(Point localization data)
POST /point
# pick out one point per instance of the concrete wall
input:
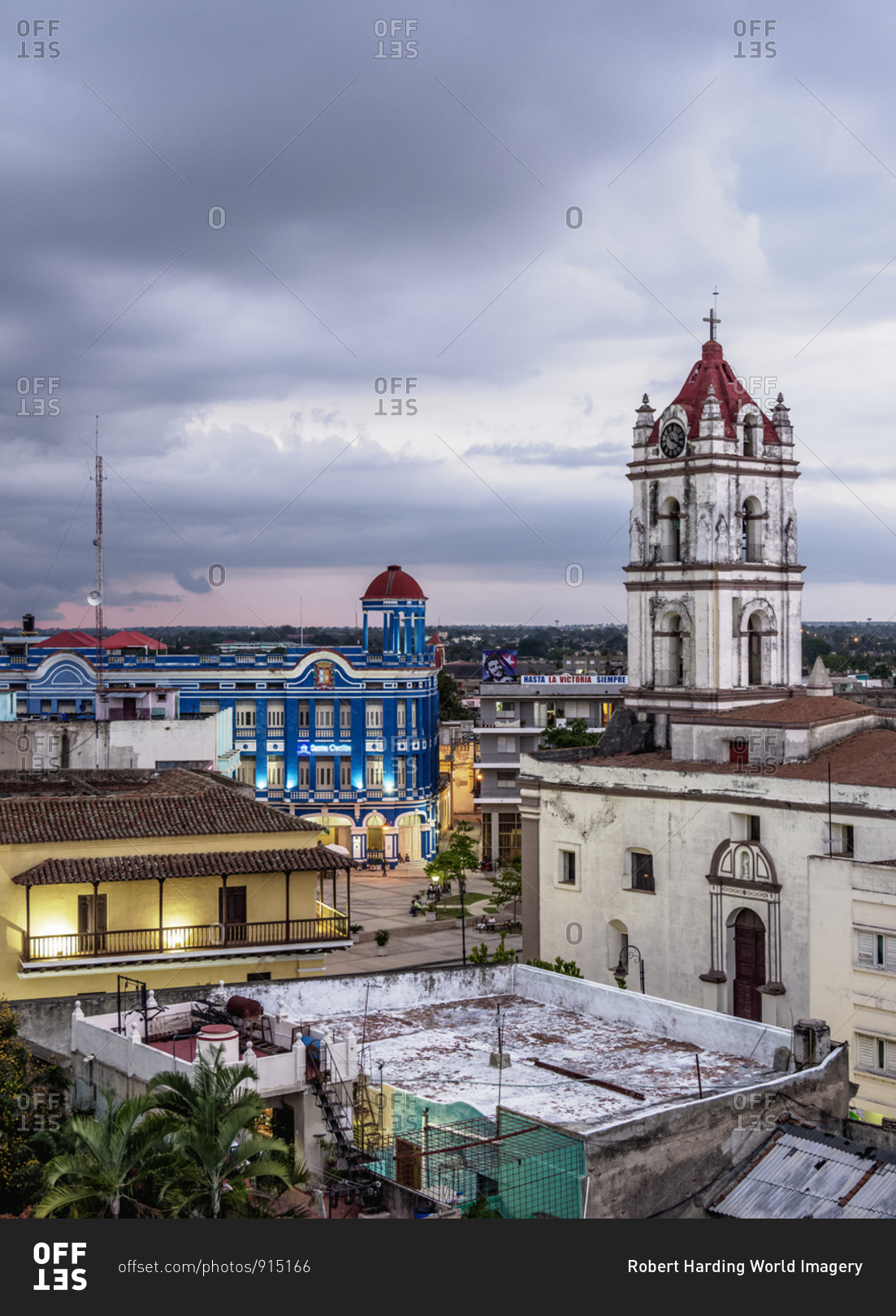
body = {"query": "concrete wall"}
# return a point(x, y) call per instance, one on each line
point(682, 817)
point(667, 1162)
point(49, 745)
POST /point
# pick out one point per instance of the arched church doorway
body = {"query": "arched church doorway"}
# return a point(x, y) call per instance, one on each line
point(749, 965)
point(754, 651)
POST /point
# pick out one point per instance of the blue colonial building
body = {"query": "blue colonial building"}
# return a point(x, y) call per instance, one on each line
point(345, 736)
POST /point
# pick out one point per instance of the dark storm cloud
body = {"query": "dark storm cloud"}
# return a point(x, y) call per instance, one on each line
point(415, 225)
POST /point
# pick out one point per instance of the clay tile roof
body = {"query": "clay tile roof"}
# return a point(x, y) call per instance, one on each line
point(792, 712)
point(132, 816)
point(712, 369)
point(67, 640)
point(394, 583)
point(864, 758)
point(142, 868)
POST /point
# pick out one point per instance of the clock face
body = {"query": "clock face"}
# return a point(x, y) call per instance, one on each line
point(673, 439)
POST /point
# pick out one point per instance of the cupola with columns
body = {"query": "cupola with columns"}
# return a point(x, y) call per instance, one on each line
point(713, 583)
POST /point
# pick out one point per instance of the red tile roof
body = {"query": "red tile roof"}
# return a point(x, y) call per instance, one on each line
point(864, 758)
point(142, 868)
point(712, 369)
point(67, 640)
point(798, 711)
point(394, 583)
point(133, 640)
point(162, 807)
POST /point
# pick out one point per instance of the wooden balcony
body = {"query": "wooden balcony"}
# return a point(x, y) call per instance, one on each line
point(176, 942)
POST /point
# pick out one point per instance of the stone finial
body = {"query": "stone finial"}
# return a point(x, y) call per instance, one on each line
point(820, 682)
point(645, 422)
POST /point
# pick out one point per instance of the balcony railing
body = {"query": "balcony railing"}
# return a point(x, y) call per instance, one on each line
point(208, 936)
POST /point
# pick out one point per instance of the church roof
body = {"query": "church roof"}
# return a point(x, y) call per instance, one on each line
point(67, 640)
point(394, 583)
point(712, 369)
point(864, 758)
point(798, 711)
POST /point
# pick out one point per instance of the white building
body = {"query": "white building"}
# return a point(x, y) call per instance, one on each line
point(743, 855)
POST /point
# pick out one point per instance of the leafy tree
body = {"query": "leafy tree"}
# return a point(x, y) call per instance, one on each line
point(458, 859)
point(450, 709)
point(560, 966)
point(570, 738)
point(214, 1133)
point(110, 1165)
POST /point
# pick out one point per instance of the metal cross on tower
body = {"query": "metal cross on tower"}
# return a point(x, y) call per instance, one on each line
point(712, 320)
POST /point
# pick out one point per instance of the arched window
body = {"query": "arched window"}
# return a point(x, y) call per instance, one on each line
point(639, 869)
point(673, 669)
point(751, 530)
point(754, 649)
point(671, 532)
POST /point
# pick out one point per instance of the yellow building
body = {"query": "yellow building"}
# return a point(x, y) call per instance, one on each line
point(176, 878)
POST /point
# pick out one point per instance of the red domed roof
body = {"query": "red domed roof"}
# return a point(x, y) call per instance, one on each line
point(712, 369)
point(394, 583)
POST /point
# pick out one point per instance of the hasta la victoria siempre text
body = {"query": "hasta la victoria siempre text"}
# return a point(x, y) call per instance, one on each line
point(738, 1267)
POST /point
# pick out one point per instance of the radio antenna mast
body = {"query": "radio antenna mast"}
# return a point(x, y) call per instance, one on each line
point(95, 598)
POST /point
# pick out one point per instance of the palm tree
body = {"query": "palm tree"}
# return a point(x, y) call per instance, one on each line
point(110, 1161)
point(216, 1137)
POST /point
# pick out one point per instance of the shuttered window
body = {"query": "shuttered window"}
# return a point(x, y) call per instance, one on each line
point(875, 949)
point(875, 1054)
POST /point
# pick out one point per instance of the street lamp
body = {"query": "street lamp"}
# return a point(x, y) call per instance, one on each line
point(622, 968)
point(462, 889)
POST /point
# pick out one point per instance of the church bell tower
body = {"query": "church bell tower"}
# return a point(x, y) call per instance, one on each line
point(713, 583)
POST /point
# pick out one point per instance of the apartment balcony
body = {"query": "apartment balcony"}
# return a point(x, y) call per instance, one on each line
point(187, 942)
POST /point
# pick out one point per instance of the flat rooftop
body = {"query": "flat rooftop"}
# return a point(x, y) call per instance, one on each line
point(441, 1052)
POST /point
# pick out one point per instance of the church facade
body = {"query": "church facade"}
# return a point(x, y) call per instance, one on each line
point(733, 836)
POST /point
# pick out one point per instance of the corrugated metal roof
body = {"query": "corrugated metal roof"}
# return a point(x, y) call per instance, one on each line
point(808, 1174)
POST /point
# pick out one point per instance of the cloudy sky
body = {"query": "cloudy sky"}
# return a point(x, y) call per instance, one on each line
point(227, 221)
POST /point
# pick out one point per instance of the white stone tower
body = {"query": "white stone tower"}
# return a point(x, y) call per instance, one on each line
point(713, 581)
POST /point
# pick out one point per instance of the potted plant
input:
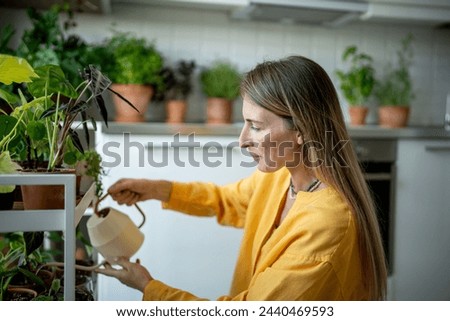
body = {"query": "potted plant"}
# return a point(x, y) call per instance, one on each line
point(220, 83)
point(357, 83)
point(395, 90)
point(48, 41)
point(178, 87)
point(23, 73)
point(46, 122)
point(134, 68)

» WHAT YOU WILL DO
Could you copy the lines above exactly and skip the images?

» RESPONSE BELOW
POST /point
# pick out one point per instance of the concrete wall
input:
body = {"query": "concrete wall"}
# return a point(x, y) call per instance, one on each line
point(682, 817)
point(667, 1162)
point(49, 745)
POST /point
# pick out one point per instance of the arched church doorway
body = {"query": "arched church doorway"}
# return a point(x, y) call per instance, one on each line
point(749, 965)
point(754, 651)
POST /point
# pick out one point per instance of the blue colonial building
body = {"query": "blue colonial building"}
# return a point(x, y) call per instance, one on each line
point(345, 736)
POST /point
# pick out one point per instance of the dark storm cloud
body = {"query": "dark storm cloud"}
# return a point(x, y) call per instance, one on each line
point(415, 225)
POST /point
# pick out one point per instance of the clay tile roof
body = {"query": "clay tile roof"}
# return a point(x, y) call per instance, one on each line
point(792, 712)
point(132, 816)
point(712, 369)
point(67, 640)
point(394, 583)
point(864, 758)
point(142, 868)
POST /point
# pick out one point per instance of the clock face
body = {"query": "clock face"}
# return a point(x, y) call per instance, one on each line
point(673, 439)
POST /point
# pick out one point per instance of the cupola with columns
body = {"query": "cupola with columns"}
# return a point(x, y) call per instance, one on each line
point(713, 583)
POST /point
# pick out one point per instance of the red tile roof
body = {"query": "red tile roof"}
# return a point(x, y) call per instance, one on each line
point(864, 758)
point(142, 868)
point(712, 369)
point(67, 640)
point(798, 711)
point(394, 583)
point(133, 640)
point(162, 807)
POST /point
# pick out one point per instance of the wooden balcony
body = {"query": "wooden balcony"}
# return a point(x, y) call per instance, one on each line
point(176, 942)
POST /point
# pick out one point per instance of the stone finial
body = {"query": "stone finial"}
# return a point(x, y) call per instance, one on each line
point(820, 682)
point(645, 422)
POST /point
# pick out one point per instance of the balcony railing
body = {"query": "balcony railing"}
# return a point(x, y) call per instance, one on each line
point(208, 936)
POST /point
# pick out one point per instance of the church roof
body = {"query": "church roof"}
# return a point(x, y) call per instance, one on each line
point(67, 640)
point(394, 583)
point(712, 369)
point(864, 758)
point(798, 711)
POST /point
# pick out one point per instance of the white building
body = {"query": "white building"}
# return a point(x, y) call per instance, one on each line
point(743, 855)
POST /point
# pick out one point per instance of the leafy tree
body = {"query": "leafy tree"}
# return a point(x, y) call per instance, one on each line
point(458, 859)
point(450, 709)
point(560, 966)
point(570, 738)
point(214, 1133)
point(110, 1165)
POST /point
# pick out one point per instance of the metal cross on tower
body = {"query": "metal cross on tower"}
# return a point(x, y) call per instance, one on each line
point(712, 320)
POST /point
# pick out one point per instance of the arched window
body = {"query": "arched window"}
# return a point(x, y) call per instance, one on each line
point(639, 869)
point(673, 669)
point(751, 530)
point(754, 649)
point(671, 532)
POST /point
# pick out one point per instance of the yellow building
body = {"query": "yellow building"}
# return a point(x, y) call per instance, one on each line
point(176, 878)
POST /point
# pick out one point per instance of the red domed roof
body = {"query": "red domed roof"}
# return a point(x, y) call per instance, one on each line
point(712, 369)
point(394, 583)
POST /point
# pick out one point per instance of the hasta la victoria siempre text
body = {"query": "hasta la victoria siempre text"}
# return a point(x, y) call per instance, one on each line
point(738, 1267)
POST /point
# pick out one point per instance of the radio antenna mast
body = {"query": "radio antenna mast"}
# return a point(x, y) call per instance, one on each line
point(95, 598)
POST /point
# pick out one point per instance of the palm tree
body = {"query": "palm tree"}
# return a point(x, y) call per instance, one on each line
point(110, 1161)
point(216, 1137)
POST /point
# pick out one point per instance of the shuttered window
body = {"query": "shuttered window"}
# return a point(x, y) call per instance, one on each line
point(875, 949)
point(875, 1054)
POST /point
# pick out one point per instance of the street lamp
body = {"query": "street lamp"}
# return a point(x, y) call per instance, one on each line
point(622, 968)
point(462, 889)
POST /point
# pick out one point per instance of the church bell tower
body = {"query": "church bell tower"}
# return a point(x, y) call per instance, one on each line
point(713, 583)
POST /point
# pick out one point per instance of the apartment balcony
body = {"query": "apartment balcony"}
# return a point(x, y) call per instance, one on each line
point(187, 942)
POST /point
# pick out one point per instance of the flat rooftop
body = {"query": "flat rooftop"}
# return a point(x, y) call per instance, one on each line
point(441, 1052)
POST /point
# pick out one point per instance of the church facade
body = {"query": "church facade"}
# return a point(x, y) call per instance, one on each line
point(733, 836)
POST /point
# pick out one point per instance of the corrugated metal roof
body = {"query": "corrugated metal roof"}
# return a point(x, y) call per instance, one on each line
point(808, 1174)
POST /point
# pick out one point per instance of the cloudy sky
body = {"query": "cloudy sky"}
# return a point(x, y) call per instance, one on each line
point(227, 221)
POST /point
# pick out one point per instance of the white stone tower
body = {"query": "white stone tower"}
# return a point(x, y) call per instance, one on each line
point(713, 581)
POST /point
# pick out one point per instance of the potted plant
input:
body = {"query": "potted plant"}
# return a point(x, y) call per instance, one on each line
point(220, 83)
point(357, 83)
point(395, 90)
point(48, 41)
point(178, 87)
point(23, 73)
point(46, 122)
point(134, 68)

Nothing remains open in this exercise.